— WHAT IS EXPECTED —
Take the line with "of the maroon" as the first and the last line of the data as the end. Write out both and every line between exactly, except pictures.

(Stored data entries)
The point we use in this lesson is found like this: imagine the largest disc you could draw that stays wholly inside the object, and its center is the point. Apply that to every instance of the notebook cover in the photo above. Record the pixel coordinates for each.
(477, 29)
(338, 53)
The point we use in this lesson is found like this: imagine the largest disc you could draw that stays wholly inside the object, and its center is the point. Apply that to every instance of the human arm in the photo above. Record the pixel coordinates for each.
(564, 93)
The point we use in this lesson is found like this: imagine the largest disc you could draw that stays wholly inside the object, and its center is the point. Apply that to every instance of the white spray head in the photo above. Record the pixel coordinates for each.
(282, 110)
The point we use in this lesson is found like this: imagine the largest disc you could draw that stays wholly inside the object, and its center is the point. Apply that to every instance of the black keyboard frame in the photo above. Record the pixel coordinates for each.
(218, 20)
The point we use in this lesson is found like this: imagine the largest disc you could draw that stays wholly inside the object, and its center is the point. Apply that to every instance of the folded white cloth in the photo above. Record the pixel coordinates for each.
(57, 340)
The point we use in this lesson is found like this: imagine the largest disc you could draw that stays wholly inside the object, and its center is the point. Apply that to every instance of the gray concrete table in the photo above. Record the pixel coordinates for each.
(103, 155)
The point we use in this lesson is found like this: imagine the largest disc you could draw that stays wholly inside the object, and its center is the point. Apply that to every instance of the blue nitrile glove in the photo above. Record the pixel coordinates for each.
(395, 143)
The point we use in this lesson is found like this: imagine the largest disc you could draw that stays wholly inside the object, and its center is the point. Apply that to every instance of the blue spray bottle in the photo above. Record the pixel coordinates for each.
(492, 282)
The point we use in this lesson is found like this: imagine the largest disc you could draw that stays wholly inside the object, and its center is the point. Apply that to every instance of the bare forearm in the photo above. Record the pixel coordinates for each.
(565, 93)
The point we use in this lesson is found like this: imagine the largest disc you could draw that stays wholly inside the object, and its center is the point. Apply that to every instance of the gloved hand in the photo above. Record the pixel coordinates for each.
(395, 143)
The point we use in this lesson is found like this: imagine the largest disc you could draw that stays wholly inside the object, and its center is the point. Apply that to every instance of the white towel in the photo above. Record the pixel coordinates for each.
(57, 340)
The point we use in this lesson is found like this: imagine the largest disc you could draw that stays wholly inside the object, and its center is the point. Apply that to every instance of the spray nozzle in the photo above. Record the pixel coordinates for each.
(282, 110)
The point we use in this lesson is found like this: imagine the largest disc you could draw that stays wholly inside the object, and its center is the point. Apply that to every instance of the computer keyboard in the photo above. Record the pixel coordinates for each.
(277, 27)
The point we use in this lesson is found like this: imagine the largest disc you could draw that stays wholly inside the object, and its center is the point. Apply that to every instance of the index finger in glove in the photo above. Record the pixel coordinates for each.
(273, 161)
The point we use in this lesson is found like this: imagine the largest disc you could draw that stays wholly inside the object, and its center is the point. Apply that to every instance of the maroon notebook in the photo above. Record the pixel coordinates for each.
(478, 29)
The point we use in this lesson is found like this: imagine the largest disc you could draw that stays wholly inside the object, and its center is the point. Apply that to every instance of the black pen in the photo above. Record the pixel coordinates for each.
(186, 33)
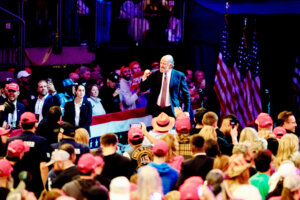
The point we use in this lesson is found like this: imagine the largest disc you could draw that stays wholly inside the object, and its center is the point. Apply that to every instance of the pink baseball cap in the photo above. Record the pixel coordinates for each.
(4, 131)
(160, 148)
(88, 162)
(279, 131)
(135, 133)
(189, 191)
(5, 168)
(17, 147)
(264, 120)
(13, 86)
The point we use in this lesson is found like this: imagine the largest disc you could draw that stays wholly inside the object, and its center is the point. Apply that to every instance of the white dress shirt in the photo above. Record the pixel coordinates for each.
(168, 87)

— EXERCISE RESULT —
The point we use in this lesson is found like this: imagine the largest disc you could draw that stays wholly inside the object, and its center is the point. Apply that to every instance of the maroon notebook in the photo above. Record the pixel coordinates for each.
(478, 29)
The point we use in this lesson is found like this: imagine the largest disc you could draw that stays wholly inside the object, and its center is the point. Apply that to every instance of the black pen in the photo above. Record the pixel coordinates for each.
(186, 33)
The point we use in this lesson is found like this: imagine the largest disc you could draw that stays wholly inside the object, and its center is the point. Apply that to every instance of the pink baseball cap in the photo above. Record the pixel coordinates for each.
(4, 131)
(160, 148)
(88, 162)
(279, 131)
(135, 133)
(189, 191)
(5, 168)
(17, 147)
(264, 120)
(13, 86)
The point we use in this lesson is found like this: imagine the largest disc you could draw that stays wholly inside the object, and its center is the point. Apply that to every instance of the white dress shirt in the photo above. Record the pixel coordinates for each.
(168, 87)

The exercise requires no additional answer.